(GIVEN DATA)

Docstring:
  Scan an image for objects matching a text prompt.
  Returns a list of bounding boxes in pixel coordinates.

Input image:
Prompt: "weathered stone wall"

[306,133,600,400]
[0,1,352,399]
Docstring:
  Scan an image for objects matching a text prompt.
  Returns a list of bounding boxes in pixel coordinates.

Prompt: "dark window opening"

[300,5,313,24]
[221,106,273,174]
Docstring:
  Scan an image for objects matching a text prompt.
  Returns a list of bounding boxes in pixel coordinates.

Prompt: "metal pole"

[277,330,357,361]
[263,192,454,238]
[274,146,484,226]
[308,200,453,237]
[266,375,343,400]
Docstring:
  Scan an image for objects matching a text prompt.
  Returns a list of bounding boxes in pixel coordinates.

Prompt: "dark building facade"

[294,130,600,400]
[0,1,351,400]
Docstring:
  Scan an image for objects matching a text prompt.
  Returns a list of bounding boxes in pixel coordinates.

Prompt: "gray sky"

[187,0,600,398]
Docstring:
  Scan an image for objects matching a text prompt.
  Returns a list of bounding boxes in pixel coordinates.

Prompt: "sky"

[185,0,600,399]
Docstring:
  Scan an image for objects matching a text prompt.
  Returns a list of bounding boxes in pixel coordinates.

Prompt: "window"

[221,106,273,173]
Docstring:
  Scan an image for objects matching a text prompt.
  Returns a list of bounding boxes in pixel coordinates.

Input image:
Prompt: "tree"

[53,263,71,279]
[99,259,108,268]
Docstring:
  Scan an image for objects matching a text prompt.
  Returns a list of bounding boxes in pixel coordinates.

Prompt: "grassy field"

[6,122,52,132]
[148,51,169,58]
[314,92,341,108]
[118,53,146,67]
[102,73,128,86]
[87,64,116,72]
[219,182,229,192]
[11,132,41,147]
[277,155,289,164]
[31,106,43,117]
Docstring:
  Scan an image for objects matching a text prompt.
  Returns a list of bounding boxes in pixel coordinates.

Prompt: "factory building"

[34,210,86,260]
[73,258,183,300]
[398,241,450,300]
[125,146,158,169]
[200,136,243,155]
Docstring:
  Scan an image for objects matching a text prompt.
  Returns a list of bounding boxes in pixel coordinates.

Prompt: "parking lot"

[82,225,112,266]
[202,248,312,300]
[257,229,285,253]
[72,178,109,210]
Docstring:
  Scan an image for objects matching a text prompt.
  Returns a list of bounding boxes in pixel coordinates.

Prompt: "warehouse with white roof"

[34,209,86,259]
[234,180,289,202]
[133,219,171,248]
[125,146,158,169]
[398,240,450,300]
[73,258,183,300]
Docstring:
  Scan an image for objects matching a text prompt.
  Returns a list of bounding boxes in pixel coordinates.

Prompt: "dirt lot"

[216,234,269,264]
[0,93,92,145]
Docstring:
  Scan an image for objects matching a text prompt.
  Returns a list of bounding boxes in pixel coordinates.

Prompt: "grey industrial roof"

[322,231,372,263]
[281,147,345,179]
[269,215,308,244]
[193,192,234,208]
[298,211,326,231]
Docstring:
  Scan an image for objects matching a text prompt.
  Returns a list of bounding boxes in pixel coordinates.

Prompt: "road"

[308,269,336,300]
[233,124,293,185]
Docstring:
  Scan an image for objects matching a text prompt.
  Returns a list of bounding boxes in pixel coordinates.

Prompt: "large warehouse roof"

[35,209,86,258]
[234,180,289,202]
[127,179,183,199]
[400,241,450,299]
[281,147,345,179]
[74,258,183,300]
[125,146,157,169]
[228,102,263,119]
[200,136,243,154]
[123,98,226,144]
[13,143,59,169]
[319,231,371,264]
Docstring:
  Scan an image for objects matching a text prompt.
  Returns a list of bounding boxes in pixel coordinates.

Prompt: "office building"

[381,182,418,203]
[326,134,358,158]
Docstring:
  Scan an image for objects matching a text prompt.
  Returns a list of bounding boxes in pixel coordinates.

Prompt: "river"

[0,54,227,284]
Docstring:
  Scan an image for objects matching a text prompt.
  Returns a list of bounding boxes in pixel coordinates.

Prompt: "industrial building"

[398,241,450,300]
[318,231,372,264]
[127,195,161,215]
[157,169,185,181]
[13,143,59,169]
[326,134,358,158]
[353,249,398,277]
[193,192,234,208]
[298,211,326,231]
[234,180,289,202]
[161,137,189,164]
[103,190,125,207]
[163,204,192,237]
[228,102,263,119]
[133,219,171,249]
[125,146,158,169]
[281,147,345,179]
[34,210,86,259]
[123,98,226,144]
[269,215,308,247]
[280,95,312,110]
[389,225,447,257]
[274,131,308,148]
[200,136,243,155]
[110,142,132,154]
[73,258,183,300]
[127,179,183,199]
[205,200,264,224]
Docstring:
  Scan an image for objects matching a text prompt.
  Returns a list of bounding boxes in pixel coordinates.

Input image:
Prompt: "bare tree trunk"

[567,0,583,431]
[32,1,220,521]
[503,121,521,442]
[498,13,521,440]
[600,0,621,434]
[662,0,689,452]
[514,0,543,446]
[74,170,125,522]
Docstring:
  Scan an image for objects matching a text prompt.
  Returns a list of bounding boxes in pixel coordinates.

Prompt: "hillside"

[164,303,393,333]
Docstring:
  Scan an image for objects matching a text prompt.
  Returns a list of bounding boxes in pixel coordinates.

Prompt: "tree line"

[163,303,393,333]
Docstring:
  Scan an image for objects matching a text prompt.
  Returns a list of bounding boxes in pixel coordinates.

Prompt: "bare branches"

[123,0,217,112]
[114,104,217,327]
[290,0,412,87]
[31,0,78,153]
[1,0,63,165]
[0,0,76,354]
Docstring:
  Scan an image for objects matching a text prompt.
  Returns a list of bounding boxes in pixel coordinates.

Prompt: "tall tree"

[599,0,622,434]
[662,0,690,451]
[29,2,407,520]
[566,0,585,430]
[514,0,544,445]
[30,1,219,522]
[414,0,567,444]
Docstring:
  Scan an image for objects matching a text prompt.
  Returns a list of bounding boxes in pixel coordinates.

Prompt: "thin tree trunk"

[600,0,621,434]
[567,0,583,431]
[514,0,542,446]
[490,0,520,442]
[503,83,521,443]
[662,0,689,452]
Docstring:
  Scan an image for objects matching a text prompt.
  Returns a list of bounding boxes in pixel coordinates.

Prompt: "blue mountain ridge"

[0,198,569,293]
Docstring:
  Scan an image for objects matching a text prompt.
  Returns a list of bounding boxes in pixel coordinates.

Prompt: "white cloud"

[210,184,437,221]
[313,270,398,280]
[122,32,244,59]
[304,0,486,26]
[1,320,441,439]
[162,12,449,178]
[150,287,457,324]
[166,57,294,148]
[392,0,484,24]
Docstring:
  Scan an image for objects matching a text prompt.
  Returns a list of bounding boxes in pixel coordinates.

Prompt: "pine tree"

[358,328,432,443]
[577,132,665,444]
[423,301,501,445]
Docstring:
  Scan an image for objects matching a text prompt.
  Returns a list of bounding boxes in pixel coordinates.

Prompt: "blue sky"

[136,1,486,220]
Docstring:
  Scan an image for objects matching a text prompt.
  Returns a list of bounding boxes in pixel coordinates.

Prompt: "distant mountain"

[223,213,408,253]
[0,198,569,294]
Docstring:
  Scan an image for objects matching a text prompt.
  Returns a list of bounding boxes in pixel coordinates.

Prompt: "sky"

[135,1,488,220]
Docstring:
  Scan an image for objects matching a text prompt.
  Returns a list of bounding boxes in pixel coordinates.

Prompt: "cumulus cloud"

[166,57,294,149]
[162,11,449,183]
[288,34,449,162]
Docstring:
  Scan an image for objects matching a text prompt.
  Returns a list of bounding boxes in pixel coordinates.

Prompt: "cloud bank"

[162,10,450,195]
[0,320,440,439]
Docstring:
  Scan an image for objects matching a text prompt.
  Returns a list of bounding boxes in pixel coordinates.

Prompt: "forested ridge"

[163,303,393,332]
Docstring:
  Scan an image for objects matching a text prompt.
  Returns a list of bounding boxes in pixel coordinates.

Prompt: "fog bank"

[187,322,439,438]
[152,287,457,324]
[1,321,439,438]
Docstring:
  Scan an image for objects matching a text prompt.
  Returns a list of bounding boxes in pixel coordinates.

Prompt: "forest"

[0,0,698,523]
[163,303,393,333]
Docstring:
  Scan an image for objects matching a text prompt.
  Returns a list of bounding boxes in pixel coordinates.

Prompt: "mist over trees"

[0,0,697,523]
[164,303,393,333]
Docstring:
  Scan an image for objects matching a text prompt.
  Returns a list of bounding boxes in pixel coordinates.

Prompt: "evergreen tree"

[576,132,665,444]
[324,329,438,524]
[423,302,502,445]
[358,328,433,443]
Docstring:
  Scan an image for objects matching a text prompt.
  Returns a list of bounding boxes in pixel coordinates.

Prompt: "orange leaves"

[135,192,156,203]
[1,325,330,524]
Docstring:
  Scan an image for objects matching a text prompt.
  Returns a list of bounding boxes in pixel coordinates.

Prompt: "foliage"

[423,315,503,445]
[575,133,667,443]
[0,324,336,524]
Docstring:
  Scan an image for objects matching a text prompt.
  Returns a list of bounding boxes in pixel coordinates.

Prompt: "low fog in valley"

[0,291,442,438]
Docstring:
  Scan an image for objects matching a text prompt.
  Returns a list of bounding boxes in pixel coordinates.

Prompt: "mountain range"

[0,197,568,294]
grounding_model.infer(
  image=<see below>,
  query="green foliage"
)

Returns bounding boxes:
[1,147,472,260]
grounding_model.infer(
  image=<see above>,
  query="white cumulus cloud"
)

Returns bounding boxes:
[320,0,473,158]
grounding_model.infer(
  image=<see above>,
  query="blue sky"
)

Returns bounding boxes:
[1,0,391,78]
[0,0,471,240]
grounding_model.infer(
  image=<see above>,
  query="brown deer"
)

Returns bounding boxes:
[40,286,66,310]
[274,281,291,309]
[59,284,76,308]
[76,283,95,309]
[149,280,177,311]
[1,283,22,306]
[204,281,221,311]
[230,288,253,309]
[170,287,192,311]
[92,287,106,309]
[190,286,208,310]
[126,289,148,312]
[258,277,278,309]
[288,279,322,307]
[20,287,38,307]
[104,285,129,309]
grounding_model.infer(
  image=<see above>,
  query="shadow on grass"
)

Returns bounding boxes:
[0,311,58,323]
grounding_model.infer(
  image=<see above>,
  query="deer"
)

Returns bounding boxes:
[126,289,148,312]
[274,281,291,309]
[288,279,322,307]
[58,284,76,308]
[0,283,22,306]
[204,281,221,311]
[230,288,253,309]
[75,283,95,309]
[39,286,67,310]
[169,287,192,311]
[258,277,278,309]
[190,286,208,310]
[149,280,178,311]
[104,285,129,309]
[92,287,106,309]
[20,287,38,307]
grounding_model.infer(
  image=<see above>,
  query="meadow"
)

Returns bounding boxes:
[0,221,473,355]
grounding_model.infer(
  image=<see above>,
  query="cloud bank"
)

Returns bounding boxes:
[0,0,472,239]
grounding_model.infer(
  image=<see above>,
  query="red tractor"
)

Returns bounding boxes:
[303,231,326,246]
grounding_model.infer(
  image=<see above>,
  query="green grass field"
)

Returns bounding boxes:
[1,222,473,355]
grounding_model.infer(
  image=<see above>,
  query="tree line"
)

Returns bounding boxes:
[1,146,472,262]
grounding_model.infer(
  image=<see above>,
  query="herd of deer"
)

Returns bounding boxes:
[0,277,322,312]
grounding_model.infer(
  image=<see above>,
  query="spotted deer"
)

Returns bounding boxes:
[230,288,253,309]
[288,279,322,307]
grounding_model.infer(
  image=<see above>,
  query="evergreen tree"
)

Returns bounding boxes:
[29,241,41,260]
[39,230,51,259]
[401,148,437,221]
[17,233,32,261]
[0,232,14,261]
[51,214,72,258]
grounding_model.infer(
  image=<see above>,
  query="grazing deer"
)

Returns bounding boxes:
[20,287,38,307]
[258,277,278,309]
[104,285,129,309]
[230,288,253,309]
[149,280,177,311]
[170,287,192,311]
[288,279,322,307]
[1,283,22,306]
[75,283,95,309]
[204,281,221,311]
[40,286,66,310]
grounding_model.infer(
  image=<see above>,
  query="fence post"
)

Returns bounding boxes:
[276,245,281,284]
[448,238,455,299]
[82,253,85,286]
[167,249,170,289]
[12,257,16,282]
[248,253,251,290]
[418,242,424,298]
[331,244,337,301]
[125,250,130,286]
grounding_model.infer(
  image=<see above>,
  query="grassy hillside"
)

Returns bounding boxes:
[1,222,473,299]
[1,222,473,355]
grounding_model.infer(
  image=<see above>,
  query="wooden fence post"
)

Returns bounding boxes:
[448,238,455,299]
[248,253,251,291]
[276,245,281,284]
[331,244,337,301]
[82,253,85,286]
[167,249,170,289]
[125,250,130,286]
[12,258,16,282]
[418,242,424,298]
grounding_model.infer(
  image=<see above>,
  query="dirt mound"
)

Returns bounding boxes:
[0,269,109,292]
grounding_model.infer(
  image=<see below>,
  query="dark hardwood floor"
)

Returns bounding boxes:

(End GIVEN DATA)

**ACTIVITY**
Scan the preceding listing for lines that contain the word "fence". Give only how many there are.

**SOLUTION TO THIS TASK**
2